Exercise 1 - Based on the article about the Road to Recovery volunteer drivers, decide whether each statement agrees with the text, answering yes or no and quoting the words that settle it: (a) Raymond is 69 years old. (b) The Southern Nevada chapter has about 100 drivers. (c) Raymond drives patients five days a week.
Exercise 2 - Write the next few paragraphs of the article about the Road to Recovery volunteer drivers, starting after its last sentence.

One of the key components to beating cancer, experts will attest, is a positive attitude bolstered by emotional support. Family and friends usually fill that role, but support may not come in any more concentrated form than that of Raymond, a 5-foot-9-inch, scruffy-bearded, 22-year Air Force veteran, former sports referee and umpire and, fingers crossed, soon-to-be prostate cancer survivor.

Raymond puts an arm around Baldonado's shoulder, and suddenly it's as if cancer is just a six-letter word, not the four-letter word that torments so many people.

"How are you today?" he asks Baldonado, genuinely meaning the words.

Four days a week, pretty much every week, the 69-year-old Raymond ferries the scared and scarred all over the valley so that hopefully, like him, they too can begin the road to survival.

The Southern Nevada chapter of the Road to Recovery program has approximately 50 drivers, about 25 who shuttle cancer patients several times per week. Raymond is one of those 25, and this given week he is Baldonado's personal chauffeur - and cancer confidant.

"The transporting of these individuals is important, no question," local Cancer Society Qualify of Life manager Debra Armstrong says. "But the ability of these volunteer drivers to listen, that's just incredible.

"Many of these volunteer drivers are people who have had cancer or have someone in their families who have had cancer. They know where these patients are coming from. They want to give back. And they do, not just with their vehicles and time, but with their ability to listen.

"They're true angels."

With what Armstrong says are hundreds of cancer patients in the valley in need of transportation, the Road to Recovery program is in dire need of additional "angels." Her goal is to have 100 at the ready, whether it's ones like Raymond, who devote considerable time each week, or ones who can free themselves up for a couple of hours only, just one day per week.

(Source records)

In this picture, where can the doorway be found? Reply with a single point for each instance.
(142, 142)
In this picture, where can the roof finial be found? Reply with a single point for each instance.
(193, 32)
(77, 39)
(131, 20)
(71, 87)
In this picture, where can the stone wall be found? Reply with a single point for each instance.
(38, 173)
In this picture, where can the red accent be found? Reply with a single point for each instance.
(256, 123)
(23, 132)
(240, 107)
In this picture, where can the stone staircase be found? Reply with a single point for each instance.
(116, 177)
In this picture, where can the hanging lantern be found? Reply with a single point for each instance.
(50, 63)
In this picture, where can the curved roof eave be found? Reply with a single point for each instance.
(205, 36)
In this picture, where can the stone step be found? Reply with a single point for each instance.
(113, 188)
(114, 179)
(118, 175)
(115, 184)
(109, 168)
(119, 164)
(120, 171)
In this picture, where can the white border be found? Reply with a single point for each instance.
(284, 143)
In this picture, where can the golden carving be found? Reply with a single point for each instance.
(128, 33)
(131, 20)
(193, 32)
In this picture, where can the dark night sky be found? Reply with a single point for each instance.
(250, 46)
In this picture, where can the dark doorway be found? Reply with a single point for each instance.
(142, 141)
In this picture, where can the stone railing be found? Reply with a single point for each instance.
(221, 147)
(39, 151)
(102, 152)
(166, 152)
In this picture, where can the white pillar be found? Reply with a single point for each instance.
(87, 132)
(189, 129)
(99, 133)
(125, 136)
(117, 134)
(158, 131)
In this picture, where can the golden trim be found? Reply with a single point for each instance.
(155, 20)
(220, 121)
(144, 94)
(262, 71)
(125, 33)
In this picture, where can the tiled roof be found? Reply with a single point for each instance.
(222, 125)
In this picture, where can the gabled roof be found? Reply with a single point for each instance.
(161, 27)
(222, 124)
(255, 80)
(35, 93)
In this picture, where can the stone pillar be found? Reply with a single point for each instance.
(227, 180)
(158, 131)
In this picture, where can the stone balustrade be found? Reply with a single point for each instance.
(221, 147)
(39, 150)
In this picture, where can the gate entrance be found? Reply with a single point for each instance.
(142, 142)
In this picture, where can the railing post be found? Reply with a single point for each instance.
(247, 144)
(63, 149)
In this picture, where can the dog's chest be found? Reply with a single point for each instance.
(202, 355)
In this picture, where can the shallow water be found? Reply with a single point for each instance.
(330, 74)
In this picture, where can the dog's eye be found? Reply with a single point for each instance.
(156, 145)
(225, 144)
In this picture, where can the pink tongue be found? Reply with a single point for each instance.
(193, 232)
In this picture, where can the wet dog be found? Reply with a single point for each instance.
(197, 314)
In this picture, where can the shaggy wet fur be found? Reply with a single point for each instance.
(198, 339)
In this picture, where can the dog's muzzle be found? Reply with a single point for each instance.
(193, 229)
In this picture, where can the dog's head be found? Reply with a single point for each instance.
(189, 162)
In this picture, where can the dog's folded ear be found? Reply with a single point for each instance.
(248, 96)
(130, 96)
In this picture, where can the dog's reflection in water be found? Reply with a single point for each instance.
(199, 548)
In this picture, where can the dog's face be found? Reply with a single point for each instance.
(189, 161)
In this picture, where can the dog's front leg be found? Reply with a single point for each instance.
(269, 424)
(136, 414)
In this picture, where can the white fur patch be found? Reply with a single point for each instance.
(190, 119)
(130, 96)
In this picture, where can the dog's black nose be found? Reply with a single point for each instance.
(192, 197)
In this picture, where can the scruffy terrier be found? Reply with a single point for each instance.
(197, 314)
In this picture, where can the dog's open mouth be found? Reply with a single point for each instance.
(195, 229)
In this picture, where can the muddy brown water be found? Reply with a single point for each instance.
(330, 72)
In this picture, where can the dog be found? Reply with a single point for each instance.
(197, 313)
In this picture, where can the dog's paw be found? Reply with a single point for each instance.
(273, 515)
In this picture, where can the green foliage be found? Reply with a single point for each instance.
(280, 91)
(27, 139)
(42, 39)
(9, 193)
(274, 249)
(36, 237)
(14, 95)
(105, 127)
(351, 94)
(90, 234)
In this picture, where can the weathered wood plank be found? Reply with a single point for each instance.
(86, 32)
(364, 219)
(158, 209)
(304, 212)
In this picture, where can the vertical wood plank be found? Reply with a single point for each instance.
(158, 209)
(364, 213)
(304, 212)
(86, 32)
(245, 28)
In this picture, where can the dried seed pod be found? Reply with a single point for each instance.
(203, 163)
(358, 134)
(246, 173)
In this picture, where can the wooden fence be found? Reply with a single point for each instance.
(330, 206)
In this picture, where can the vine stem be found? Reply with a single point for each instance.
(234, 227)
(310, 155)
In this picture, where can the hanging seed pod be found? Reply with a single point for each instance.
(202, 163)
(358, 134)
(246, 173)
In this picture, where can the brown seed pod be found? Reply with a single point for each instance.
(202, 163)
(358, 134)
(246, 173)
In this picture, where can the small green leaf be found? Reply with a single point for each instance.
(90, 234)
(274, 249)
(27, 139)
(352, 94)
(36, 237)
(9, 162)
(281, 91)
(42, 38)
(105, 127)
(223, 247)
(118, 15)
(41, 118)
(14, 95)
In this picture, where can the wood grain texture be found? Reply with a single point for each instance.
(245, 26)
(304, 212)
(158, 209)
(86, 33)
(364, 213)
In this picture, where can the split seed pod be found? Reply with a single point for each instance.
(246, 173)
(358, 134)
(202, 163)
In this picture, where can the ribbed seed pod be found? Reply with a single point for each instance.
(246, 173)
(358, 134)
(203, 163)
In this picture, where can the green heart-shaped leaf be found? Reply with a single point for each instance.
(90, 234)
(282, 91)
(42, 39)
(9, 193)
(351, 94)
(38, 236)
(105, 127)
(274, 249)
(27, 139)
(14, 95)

Answer space 1 -
(a) Yes: "the 69-year-old Raymond"
(b) No: "approximately 50 drivers"
(c) No: "Four days a week"

Answer space 2 -
"It's the worst," Armstrong says, to have to tell a patient who calls in for transportation that there are no drivers available. That happens frequently, more so during the holiday season when family commitments briefly supersede volunteerism.

In Baldonado's case, she has been lucky - more accurately, she has been blessed. Raymond has been there for her, as have other drivers with the names of Tom and Jim, and she has yet to miss a treatment.

"They're all beautiful and wonderful people," she says of the drivers.

Raymond is humble to a fault. His cancer appears to be in remission, as does the non-Hodgkins lymphoma of his wife; but speaking with him you get a sense that this work is much more than paying forward his collective good fortune.

"There's so much bad about cancer, but there is one good to it," Raymond says, as Baldonado excuses herself briefly to don a black wig she will wear to her appointment at the Comprehensive Cancer Center, six miles away on Eastern Avenue. "You learn to appreciate what's really important. The little, piddling things, they don't mean squat.

"What matters is taking care of each other."